**MATERIAL**:
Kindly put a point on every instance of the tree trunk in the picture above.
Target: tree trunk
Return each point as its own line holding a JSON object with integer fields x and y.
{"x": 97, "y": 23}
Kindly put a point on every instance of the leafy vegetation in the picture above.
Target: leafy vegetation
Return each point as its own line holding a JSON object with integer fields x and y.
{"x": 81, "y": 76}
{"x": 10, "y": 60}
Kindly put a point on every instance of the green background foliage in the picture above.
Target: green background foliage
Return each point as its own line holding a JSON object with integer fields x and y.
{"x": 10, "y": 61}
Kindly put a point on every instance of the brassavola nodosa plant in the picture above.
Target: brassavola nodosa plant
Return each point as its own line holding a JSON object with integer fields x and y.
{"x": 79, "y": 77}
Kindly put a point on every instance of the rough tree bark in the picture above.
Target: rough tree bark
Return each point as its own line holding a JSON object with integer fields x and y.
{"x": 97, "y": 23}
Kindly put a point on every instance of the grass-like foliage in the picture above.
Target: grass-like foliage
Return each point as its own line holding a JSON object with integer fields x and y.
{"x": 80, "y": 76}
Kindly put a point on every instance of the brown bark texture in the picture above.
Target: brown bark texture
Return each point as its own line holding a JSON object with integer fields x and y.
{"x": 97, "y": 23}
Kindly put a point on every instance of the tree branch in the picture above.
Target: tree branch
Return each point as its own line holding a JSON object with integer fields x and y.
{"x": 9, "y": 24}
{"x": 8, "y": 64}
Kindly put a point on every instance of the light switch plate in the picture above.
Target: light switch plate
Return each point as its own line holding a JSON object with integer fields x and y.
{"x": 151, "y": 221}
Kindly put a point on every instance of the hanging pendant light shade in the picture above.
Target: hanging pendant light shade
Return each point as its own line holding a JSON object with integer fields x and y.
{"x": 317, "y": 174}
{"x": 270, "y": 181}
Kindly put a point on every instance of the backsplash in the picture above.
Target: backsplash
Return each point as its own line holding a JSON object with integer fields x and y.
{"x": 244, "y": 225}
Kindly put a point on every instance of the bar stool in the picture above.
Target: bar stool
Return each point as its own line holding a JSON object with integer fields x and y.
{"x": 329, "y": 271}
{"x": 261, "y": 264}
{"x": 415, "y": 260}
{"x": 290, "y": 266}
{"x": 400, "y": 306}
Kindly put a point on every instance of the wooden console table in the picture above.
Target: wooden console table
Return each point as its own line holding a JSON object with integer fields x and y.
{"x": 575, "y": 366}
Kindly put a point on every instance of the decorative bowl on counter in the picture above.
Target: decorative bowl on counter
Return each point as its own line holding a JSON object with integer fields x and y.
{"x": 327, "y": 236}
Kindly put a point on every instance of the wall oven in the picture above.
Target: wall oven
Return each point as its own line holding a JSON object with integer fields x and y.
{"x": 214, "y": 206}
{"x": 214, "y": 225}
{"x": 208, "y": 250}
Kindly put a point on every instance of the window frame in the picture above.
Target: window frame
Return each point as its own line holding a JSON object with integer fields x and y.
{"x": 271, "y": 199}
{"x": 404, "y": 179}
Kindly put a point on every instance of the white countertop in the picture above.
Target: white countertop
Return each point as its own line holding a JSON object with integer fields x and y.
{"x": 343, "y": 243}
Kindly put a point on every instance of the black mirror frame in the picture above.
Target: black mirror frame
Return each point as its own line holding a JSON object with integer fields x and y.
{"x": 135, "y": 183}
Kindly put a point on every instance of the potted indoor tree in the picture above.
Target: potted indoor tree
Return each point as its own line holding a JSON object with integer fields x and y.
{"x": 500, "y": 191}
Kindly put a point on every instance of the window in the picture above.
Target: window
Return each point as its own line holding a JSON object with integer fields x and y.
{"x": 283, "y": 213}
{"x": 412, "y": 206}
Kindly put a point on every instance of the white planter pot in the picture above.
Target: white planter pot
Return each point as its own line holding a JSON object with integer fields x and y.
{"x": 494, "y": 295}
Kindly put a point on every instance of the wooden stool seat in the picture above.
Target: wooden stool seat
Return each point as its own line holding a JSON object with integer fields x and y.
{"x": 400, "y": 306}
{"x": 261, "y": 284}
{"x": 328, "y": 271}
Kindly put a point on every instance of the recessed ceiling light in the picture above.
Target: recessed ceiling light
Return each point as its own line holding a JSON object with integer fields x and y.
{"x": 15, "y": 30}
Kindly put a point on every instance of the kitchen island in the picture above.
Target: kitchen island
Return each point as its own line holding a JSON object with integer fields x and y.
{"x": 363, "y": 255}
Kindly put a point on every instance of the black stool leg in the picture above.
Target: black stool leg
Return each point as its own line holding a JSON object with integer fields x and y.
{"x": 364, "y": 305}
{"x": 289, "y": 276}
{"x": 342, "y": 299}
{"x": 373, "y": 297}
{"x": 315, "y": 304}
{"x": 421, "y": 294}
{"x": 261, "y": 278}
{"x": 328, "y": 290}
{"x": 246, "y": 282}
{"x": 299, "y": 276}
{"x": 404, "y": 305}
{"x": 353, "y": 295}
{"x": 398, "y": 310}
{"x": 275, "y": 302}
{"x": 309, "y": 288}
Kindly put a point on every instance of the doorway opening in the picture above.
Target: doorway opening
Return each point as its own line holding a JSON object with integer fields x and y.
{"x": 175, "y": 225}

**WORK INSTRUCTIONS**: Find the line that contains "Kindly put a point on every instance of the kitchen" in the listing above. Retype it and every line after it up to the last, exactly, and nothing else.

**RESULT FOR THIS TASK**:
Kindly put a point on every instance of the kitchen island in the picture above.
Target: kitchen island
Return each point as its own line holding a JSON object with integer fields x and y.
{"x": 363, "y": 255}
Kindly put a point on every instance of the black stool leg in the picture above.
Target: black stool leg
Return each point as its own line holding a JSON object with integer fields x and y.
{"x": 364, "y": 305}
{"x": 289, "y": 276}
{"x": 342, "y": 299}
{"x": 373, "y": 297}
{"x": 315, "y": 304}
{"x": 421, "y": 294}
{"x": 261, "y": 278}
{"x": 328, "y": 290}
{"x": 246, "y": 282}
{"x": 299, "y": 276}
{"x": 404, "y": 305}
{"x": 353, "y": 295}
{"x": 398, "y": 310}
{"x": 275, "y": 302}
{"x": 309, "y": 288}
Kindly put a point on every instance of the doorway opening in the picture above.
Target: doorway opening
Return each point as its own line holding a JSON object with integer fields x and y.
{"x": 175, "y": 225}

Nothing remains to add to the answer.